**Records supplied:**
::::
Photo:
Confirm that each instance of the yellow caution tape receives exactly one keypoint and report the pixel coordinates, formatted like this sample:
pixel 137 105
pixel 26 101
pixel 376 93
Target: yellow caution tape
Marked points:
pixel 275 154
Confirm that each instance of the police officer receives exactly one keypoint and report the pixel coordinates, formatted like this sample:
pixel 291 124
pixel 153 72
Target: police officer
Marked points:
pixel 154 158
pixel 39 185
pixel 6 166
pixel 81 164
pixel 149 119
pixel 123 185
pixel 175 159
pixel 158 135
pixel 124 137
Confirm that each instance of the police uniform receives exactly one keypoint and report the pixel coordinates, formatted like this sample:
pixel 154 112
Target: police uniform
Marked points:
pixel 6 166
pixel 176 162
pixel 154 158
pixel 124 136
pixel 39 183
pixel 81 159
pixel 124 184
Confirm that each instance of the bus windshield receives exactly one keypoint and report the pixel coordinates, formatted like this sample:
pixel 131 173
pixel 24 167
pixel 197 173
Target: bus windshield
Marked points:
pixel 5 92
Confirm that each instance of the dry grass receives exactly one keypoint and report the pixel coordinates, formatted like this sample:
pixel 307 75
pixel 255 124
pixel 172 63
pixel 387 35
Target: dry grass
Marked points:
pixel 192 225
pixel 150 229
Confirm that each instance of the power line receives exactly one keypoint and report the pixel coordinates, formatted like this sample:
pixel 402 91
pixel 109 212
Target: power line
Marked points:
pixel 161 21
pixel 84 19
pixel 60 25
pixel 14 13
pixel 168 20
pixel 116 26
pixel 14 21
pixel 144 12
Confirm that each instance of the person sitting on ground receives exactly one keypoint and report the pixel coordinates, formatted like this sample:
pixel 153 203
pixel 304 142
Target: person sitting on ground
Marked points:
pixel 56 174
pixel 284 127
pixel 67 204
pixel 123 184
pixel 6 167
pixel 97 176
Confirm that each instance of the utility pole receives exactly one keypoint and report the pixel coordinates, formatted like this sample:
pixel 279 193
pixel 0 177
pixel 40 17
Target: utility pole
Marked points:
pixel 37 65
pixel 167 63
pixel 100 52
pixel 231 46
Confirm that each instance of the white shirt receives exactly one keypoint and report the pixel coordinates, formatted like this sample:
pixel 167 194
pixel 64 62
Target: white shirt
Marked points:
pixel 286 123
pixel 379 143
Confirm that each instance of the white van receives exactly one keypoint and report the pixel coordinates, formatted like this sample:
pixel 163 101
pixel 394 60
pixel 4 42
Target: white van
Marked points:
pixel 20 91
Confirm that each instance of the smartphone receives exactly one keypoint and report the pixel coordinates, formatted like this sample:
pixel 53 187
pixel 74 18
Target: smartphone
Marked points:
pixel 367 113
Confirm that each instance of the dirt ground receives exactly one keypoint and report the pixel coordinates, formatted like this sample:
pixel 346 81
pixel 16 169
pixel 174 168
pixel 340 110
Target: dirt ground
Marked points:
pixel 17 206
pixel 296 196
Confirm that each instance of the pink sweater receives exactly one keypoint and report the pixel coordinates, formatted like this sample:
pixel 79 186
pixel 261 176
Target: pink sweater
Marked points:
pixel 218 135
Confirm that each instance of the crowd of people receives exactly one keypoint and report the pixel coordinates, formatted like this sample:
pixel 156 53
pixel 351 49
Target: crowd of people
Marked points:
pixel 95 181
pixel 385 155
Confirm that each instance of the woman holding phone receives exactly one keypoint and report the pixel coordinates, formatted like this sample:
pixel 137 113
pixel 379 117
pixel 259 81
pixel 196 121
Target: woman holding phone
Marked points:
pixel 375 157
::::
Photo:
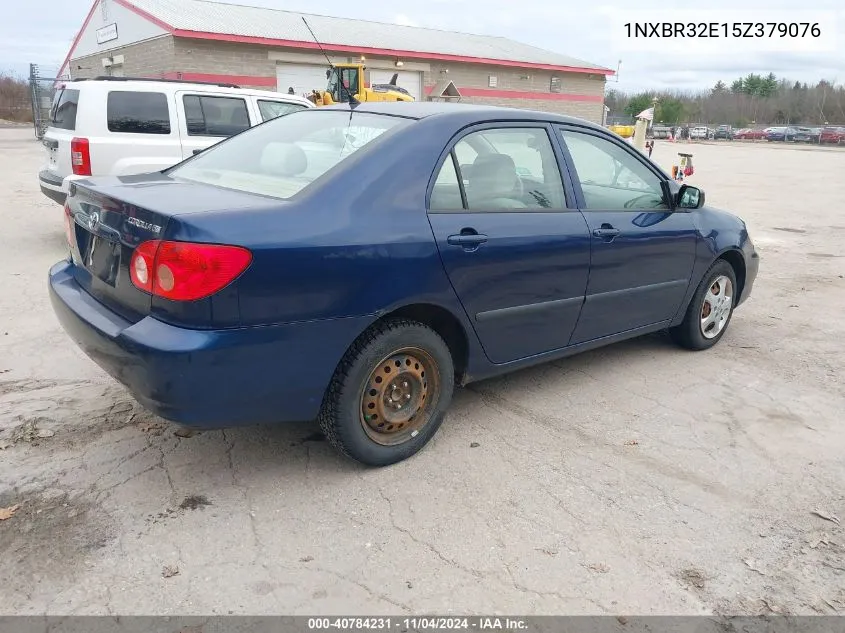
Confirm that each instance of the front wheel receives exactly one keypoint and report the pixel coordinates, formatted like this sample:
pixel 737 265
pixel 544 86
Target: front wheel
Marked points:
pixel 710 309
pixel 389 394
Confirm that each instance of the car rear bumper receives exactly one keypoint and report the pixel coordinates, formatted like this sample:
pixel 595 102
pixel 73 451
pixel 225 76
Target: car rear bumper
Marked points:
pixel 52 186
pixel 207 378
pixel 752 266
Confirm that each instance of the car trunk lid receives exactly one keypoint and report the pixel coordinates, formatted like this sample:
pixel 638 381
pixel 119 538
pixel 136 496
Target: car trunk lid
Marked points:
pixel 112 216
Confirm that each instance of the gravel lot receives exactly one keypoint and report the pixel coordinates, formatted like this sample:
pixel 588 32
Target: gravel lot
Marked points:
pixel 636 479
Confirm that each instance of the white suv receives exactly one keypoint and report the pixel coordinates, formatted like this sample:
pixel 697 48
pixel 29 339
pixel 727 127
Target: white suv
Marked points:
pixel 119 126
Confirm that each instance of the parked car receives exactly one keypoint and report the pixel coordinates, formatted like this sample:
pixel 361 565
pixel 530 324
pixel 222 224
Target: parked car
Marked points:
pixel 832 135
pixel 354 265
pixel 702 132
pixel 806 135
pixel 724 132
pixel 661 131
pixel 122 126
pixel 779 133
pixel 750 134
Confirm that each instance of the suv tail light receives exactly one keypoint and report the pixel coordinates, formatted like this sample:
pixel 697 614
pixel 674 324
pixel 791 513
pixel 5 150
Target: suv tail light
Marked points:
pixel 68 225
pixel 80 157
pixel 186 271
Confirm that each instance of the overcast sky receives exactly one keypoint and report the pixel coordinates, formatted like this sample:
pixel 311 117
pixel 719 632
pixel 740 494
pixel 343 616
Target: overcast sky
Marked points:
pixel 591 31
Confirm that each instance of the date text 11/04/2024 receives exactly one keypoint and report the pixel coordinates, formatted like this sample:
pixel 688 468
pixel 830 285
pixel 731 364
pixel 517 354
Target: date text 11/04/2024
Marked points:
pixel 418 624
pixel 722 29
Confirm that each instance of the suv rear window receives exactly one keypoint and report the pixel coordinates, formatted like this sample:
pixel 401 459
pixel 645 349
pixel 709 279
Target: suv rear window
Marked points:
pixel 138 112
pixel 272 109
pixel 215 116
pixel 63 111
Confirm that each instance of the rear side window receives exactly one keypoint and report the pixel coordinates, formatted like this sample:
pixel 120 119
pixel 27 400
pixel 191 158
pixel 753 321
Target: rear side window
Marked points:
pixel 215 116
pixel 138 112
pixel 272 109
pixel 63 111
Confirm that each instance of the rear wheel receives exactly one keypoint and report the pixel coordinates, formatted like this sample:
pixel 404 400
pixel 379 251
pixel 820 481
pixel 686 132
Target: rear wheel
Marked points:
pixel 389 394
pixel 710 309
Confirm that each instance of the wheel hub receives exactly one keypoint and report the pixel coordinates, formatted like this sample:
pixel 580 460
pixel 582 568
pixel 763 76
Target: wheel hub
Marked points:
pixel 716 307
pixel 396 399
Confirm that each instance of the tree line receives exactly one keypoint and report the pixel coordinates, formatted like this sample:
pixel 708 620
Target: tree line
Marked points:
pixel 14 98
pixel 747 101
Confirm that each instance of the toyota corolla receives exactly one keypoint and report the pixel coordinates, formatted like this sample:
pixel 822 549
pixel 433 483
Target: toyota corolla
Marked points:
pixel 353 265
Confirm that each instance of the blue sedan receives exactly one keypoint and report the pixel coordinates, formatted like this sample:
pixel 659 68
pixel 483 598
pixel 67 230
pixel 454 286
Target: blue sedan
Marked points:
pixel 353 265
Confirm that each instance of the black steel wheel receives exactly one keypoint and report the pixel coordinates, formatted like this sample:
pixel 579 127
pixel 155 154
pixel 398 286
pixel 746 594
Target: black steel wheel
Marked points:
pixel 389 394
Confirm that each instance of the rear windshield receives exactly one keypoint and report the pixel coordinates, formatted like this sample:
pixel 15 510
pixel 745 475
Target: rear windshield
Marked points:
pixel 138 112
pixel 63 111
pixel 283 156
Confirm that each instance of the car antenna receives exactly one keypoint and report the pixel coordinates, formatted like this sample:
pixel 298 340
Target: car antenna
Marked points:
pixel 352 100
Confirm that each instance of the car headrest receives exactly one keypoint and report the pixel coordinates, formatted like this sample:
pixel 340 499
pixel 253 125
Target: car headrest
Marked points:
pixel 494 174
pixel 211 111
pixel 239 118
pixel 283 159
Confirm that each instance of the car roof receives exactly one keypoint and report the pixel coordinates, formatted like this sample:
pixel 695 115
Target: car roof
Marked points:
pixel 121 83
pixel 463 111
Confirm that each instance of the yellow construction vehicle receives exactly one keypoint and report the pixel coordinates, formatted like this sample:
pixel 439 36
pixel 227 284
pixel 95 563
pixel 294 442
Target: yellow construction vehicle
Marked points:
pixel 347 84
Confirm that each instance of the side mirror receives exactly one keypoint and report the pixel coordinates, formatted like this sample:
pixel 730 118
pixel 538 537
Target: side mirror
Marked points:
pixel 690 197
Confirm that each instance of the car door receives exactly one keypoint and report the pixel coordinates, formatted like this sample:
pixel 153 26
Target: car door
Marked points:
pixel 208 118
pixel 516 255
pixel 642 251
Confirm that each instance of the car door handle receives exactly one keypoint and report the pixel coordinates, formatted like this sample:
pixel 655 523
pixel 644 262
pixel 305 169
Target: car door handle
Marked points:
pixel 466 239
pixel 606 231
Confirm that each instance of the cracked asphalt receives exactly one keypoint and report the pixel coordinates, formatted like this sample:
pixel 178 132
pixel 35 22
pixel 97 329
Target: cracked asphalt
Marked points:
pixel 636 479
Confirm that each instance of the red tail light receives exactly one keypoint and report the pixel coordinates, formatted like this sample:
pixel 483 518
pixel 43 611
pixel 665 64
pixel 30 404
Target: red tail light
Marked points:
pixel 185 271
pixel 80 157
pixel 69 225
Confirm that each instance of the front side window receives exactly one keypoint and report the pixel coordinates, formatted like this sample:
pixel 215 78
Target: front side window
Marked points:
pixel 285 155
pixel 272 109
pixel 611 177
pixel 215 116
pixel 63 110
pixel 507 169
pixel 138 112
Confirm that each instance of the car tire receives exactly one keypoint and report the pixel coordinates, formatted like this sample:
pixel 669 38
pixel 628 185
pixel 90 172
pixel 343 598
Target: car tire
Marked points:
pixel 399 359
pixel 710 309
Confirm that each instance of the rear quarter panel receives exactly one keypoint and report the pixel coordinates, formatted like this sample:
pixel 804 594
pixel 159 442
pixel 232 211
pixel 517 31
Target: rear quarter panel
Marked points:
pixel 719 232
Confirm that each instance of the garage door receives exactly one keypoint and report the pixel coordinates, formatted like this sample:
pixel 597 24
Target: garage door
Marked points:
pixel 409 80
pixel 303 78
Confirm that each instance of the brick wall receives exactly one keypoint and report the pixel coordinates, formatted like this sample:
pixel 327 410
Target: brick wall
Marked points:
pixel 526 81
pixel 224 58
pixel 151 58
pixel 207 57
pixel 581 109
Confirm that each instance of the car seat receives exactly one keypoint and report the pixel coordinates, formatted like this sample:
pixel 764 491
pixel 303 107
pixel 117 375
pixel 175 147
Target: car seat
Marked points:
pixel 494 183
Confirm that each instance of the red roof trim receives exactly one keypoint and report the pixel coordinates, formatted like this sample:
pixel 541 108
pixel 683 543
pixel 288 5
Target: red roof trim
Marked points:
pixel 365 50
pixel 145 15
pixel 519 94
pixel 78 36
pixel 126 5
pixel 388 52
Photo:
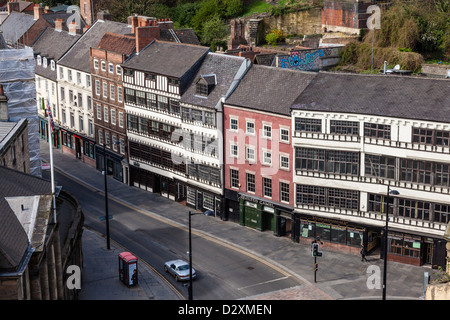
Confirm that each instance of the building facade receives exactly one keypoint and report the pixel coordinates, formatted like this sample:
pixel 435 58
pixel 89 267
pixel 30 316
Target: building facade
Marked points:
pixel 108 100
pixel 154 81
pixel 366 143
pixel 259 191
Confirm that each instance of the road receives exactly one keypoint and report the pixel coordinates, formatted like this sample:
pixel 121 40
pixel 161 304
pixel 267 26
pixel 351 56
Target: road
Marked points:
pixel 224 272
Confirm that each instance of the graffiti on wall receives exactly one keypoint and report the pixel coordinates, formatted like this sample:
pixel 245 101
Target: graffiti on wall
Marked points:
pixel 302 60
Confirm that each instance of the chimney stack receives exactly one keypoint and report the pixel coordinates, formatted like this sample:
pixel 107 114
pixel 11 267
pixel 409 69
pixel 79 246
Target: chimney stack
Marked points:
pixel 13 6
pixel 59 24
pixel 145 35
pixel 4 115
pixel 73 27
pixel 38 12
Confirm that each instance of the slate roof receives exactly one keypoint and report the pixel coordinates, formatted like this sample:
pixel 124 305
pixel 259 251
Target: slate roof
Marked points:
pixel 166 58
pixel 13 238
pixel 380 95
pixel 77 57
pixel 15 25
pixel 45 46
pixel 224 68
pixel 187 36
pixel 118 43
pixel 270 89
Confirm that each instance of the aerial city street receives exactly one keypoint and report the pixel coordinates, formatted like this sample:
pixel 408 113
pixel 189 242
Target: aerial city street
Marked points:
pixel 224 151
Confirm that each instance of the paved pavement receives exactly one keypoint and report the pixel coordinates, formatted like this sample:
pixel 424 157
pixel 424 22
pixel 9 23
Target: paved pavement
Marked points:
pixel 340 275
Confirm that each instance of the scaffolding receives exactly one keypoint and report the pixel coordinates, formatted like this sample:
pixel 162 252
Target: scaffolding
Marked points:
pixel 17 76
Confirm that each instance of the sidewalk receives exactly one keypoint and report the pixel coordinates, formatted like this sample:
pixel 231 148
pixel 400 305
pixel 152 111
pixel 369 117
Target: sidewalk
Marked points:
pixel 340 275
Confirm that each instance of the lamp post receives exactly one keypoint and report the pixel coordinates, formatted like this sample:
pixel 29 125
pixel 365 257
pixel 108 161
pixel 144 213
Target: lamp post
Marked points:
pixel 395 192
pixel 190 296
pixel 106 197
::::
**Exercise goal:** Using the entries above, determine how many lines include the string "smartphone" and write only that number.

**Written reply:** 2